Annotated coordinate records

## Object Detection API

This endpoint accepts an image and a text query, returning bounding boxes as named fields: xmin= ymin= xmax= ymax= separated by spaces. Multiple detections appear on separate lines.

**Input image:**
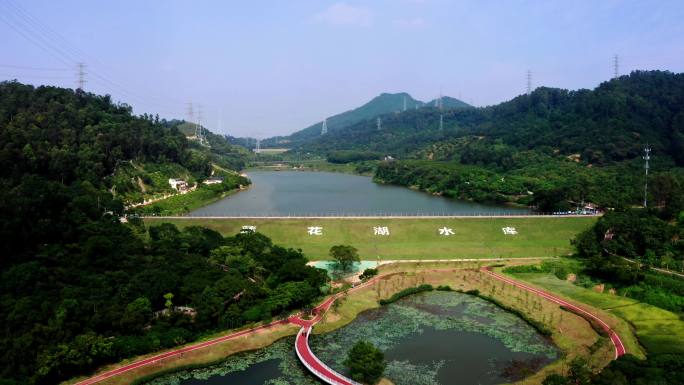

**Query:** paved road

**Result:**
xmin=145 ymin=214 xmax=601 ymax=219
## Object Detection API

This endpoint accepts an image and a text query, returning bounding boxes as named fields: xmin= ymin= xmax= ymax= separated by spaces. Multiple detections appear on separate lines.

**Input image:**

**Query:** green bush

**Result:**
xmin=378 ymin=284 xmax=434 ymax=305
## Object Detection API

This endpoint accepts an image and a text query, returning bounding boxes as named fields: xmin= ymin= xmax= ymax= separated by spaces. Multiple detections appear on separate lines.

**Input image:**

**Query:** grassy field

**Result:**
xmin=512 ymin=273 xmax=684 ymax=354
xmin=64 ymin=261 xmax=620 ymax=385
xmin=145 ymin=217 xmax=596 ymax=260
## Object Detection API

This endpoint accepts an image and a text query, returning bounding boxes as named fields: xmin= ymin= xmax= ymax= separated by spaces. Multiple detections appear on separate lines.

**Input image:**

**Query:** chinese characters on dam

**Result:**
xmin=240 ymin=225 xmax=518 ymax=237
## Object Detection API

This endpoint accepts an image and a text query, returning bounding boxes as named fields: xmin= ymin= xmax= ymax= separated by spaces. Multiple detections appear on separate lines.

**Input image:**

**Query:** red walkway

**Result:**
xmin=75 ymin=267 xmax=625 ymax=385
xmin=481 ymin=267 xmax=627 ymax=359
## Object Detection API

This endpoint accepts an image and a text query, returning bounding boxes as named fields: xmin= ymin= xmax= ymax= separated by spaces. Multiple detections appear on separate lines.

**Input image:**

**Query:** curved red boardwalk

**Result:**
xmin=75 ymin=267 xmax=626 ymax=385
xmin=481 ymin=267 xmax=627 ymax=359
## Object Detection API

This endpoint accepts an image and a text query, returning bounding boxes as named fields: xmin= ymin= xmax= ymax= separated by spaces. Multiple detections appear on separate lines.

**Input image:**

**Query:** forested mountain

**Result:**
xmin=304 ymin=71 xmax=684 ymax=164
xmin=262 ymin=92 xmax=470 ymax=147
xmin=0 ymin=82 xmax=326 ymax=385
xmin=299 ymin=71 xmax=684 ymax=211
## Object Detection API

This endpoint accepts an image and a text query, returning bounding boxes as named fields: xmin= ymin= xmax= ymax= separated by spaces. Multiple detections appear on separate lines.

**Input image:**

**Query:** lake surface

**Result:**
xmin=189 ymin=171 xmax=530 ymax=216
xmin=147 ymin=291 xmax=558 ymax=385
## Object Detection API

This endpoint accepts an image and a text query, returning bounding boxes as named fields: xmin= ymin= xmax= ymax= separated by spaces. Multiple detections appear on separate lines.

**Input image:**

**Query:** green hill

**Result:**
xmin=262 ymin=92 xmax=470 ymax=146
xmin=298 ymin=71 xmax=684 ymax=211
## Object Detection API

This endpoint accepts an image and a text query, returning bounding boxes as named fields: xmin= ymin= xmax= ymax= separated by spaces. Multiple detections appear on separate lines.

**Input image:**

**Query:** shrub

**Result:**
xmin=378 ymin=284 xmax=434 ymax=305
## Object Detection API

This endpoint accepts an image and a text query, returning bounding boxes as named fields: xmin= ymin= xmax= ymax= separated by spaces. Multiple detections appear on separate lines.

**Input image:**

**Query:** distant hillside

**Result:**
xmin=262 ymin=92 xmax=470 ymax=146
xmin=297 ymin=71 xmax=684 ymax=212
xmin=302 ymin=71 xmax=684 ymax=164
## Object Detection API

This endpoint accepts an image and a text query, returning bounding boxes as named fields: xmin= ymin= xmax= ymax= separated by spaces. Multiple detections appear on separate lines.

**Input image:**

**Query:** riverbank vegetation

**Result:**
xmin=294 ymin=71 xmax=684 ymax=212
xmin=0 ymin=82 xmax=292 ymax=384
xmin=145 ymin=217 xmax=596 ymax=261
xmin=344 ymin=341 xmax=387 ymax=384
xmin=127 ymin=174 xmax=251 ymax=216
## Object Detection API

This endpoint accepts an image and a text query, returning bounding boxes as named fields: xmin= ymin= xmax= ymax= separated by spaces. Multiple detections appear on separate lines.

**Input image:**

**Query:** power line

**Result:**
xmin=0 ymin=1 xmax=187 ymax=111
xmin=0 ymin=64 xmax=71 ymax=71
xmin=644 ymin=145 xmax=651 ymax=208
xmin=76 ymin=63 xmax=86 ymax=91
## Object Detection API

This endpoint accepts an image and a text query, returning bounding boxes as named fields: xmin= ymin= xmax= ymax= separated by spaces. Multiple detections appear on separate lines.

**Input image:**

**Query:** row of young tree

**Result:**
xmin=542 ymin=354 xmax=684 ymax=385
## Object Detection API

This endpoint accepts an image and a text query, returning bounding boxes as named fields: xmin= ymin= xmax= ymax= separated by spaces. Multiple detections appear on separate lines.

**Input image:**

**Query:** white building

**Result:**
xmin=202 ymin=176 xmax=223 ymax=184
xmin=169 ymin=178 xmax=188 ymax=191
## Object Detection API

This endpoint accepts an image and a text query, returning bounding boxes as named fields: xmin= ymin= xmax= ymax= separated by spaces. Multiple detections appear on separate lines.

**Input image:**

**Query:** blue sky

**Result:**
xmin=0 ymin=0 xmax=684 ymax=137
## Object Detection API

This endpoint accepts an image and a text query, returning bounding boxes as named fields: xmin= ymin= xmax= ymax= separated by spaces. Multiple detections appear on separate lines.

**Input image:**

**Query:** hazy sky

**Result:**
xmin=0 ymin=0 xmax=684 ymax=137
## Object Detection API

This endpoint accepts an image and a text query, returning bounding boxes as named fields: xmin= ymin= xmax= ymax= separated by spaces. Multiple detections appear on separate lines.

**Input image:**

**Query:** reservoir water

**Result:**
xmin=146 ymin=291 xmax=558 ymax=385
xmin=189 ymin=171 xmax=530 ymax=216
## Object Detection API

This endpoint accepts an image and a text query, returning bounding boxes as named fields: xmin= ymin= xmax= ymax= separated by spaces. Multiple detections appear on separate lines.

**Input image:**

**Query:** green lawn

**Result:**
xmin=513 ymin=273 xmax=684 ymax=354
xmin=145 ymin=217 xmax=596 ymax=260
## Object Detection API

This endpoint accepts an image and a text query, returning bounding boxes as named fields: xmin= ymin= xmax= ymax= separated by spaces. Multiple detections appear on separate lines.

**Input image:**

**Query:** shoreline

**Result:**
xmin=141 ymin=214 xmax=602 ymax=219
xmin=72 ymin=258 xmax=632 ymax=384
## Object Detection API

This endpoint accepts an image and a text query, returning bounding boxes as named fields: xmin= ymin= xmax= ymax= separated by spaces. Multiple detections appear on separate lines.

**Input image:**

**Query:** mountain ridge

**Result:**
xmin=261 ymin=92 xmax=471 ymax=147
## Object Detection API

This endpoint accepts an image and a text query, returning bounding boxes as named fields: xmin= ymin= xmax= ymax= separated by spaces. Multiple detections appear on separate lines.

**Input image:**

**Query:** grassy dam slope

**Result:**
xmin=145 ymin=217 xmax=596 ymax=260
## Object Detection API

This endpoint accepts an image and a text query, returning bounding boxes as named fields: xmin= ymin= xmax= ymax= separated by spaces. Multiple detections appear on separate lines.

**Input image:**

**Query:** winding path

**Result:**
xmin=75 ymin=259 xmax=626 ymax=385
xmin=480 ymin=267 xmax=627 ymax=359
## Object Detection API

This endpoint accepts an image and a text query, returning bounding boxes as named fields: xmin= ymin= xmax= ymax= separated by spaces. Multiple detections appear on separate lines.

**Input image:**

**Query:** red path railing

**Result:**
xmin=76 ymin=259 xmax=626 ymax=385
xmin=481 ymin=267 xmax=627 ymax=359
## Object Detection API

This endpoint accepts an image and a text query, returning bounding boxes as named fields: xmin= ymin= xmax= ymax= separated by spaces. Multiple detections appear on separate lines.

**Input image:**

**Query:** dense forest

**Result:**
xmin=293 ymin=71 xmax=684 ymax=211
xmin=262 ymin=92 xmax=470 ymax=147
xmin=542 ymin=354 xmax=684 ymax=385
xmin=0 ymin=82 xmax=326 ymax=385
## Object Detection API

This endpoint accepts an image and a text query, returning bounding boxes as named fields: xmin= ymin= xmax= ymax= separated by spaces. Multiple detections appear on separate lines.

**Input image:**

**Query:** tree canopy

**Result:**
xmin=344 ymin=341 xmax=387 ymax=384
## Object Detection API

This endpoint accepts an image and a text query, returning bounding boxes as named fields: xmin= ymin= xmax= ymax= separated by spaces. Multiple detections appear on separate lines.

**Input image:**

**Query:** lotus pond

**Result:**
xmin=147 ymin=291 xmax=559 ymax=385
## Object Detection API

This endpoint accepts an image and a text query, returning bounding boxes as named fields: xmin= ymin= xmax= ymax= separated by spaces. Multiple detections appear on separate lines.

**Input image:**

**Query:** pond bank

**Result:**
xmin=69 ymin=261 xmax=632 ymax=384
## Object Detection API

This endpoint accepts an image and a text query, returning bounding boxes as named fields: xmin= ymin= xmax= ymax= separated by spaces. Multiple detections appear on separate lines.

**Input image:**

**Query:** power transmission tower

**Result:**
xmin=195 ymin=105 xmax=204 ymax=144
xmin=644 ymin=145 xmax=651 ymax=208
xmin=76 ymin=63 xmax=87 ymax=90
xmin=187 ymin=102 xmax=195 ymax=123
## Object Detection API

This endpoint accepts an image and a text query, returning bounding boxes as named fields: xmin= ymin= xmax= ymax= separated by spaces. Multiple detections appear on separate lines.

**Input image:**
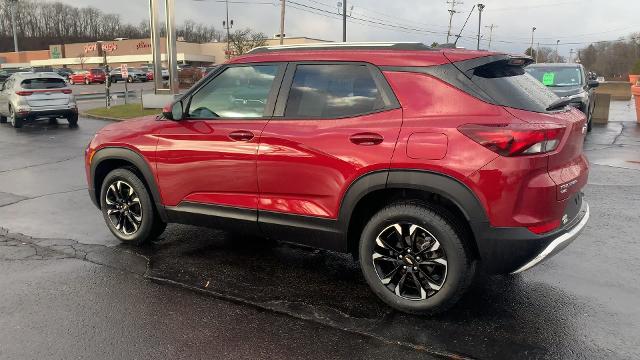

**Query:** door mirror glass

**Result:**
xmin=162 ymin=101 xmax=184 ymax=120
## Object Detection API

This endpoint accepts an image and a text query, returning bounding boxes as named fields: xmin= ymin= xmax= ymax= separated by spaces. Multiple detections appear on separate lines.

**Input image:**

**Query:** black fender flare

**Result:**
xmin=338 ymin=170 xmax=489 ymax=246
xmin=88 ymin=147 xmax=167 ymax=222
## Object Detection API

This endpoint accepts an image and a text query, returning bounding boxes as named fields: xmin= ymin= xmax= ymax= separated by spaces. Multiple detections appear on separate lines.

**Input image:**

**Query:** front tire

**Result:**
xmin=100 ymin=168 xmax=167 ymax=246
xmin=359 ymin=202 xmax=476 ymax=314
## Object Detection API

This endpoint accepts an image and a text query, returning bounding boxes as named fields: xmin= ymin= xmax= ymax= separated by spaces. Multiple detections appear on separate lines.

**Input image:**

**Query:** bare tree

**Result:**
xmin=228 ymin=28 xmax=267 ymax=56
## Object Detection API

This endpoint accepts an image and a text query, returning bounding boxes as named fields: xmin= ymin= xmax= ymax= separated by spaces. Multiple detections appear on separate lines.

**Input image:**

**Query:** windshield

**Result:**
xmin=525 ymin=66 xmax=583 ymax=87
xmin=20 ymin=78 xmax=67 ymax=90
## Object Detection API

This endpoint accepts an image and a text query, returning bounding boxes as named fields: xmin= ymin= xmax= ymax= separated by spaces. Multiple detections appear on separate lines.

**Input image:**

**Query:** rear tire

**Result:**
xmin=100 ymin=168 xmax=167 ymax=246
xmin=67 ymin=114 xmax=78 ymax=128
xmin=9 ymin=107 xmax=22 ymax=129
xmin=359 ymin=201 xmax=476 ymax=314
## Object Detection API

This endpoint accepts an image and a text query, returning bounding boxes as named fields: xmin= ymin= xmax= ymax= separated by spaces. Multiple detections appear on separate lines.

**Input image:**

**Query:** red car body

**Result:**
xmin=86 ymin=45 xmax=588 ymax=273
xmin=69 ymin=69 xmax=107 ymax=84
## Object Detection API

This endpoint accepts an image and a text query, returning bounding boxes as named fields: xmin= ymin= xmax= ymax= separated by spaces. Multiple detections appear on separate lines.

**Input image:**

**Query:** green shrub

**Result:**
xmin=631 ymin=60 xmax=640 ymax=75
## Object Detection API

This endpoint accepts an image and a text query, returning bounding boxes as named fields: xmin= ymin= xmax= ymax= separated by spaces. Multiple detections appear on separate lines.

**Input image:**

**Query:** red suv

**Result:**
xmin=69 ymin=69 xmax=107 ymax=85
xmin=86 ymin=43 xmax=589 ymax=313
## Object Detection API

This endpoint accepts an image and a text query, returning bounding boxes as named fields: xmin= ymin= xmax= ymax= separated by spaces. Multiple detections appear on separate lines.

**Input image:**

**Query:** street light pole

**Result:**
xmin=478 ymin=4 xmax=484 ymax=50
xmin=280 ymin=0 xmax=286 ymax=45
xmin=222 ymin=0 xmax=233 ymax=59
xmin=9 ymin=0 xmax=18 ymax=52
xmin=342 ymin=0 xmax=347 ymax=42
xmin=529 ymin=26 xmax=536 ymax=57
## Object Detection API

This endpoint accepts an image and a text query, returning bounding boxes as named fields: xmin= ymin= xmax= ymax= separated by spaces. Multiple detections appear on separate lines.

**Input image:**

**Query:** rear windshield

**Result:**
xmin=525 ymin=66 xmax=582 ymax=87
xmin=20 ymin=78 xmax=67 ymax=90
xmin=471 ymin=60 xmax=558 ymax=112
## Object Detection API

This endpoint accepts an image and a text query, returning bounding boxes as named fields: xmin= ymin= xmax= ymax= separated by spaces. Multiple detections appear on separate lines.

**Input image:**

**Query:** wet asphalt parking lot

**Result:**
xmin=0 ymin=102 xmax=640 ymax=359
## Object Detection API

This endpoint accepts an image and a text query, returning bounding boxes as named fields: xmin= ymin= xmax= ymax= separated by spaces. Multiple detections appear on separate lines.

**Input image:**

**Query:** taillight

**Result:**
xmin=458 ymin=124 xmax=565 ymax=156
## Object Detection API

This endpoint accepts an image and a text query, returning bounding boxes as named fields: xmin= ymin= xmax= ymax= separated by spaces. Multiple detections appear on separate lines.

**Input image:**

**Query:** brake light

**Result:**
xmin=458 ymin=124 xmax=565 ymax=156
xmin=527 ymin=220 xmax=560 ymax=235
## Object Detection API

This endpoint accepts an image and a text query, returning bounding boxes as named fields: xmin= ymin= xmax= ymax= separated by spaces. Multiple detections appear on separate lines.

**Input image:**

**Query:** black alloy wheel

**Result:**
xmin=371 ymin=222 xmax=447 ymax=300
xmin=104 ymin=180 xmax=143 ymax=236
xmin=100 ymin=168 xmax=167 ymax=245
xmin=358 ymin=200 xmax=476 ymax=314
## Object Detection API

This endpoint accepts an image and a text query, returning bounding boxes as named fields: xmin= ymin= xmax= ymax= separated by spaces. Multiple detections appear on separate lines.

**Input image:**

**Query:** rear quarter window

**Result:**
xmin=471 ymin=61 xmax=558 ymax=112
xmin=20 ymin=78 xmax=67 ymax=90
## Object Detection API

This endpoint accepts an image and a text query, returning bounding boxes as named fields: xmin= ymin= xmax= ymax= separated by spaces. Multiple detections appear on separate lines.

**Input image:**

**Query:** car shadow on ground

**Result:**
xmin=125 ymin=225 xmax=598 ymax=358
xmin=0 ymin=119 xmax=81 ymax=134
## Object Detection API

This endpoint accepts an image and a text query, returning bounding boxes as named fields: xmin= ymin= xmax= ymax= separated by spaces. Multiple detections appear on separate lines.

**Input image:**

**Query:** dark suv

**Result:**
xmin=86 ymin=43 xmax=589 ymax=313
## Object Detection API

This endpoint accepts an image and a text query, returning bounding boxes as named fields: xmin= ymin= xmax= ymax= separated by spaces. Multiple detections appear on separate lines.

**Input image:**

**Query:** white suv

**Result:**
xmin=0 ymin=72 xmax=78 ymax=128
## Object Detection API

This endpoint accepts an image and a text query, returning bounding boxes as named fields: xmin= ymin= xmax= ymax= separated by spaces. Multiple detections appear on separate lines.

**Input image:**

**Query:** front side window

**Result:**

Task to complete:
From the listing above, copy out every line that contains the word "black".

Final result:
**Query:** black fender flare
**Query:** black alloy wheel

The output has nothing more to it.